What you have to do: From the first line to the last, write out the records exactly, leaving out images.

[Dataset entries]
[Start of section]

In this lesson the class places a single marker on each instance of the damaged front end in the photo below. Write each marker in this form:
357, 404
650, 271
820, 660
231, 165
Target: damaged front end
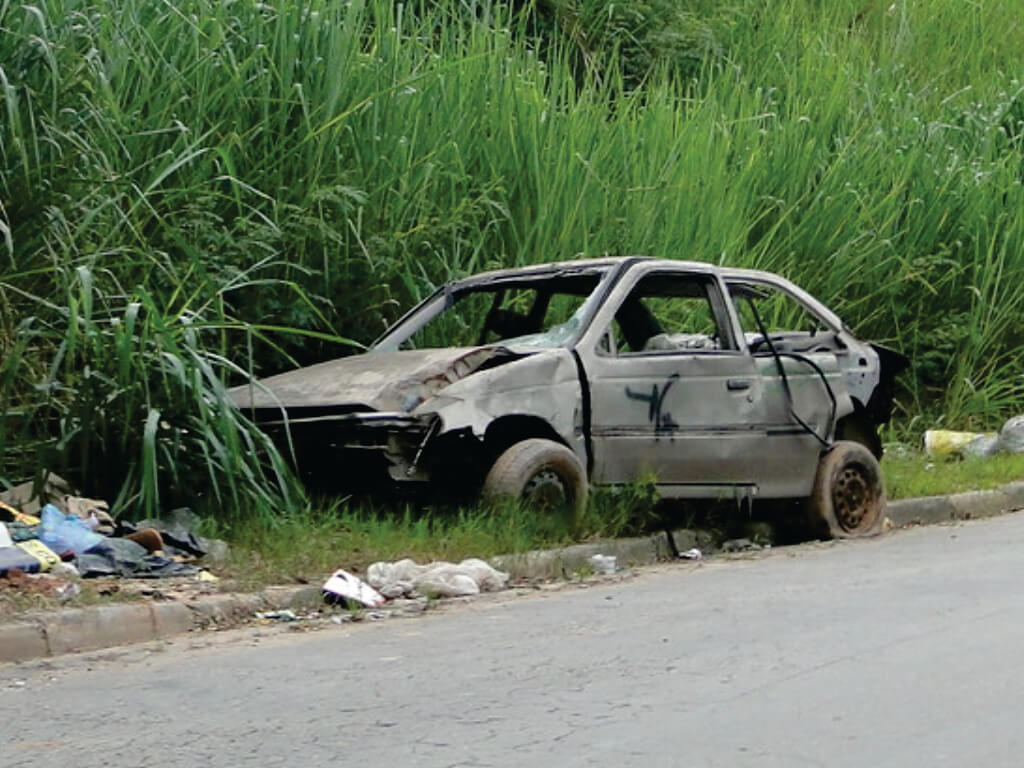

[End of section]

Solution to the exercise:
In this lesson the class places a single marker on each instance of the damaged front end in the photo below. Write each marker in this form:
357, 404
650, 271
820, 660
231, 165
Target: damaged front end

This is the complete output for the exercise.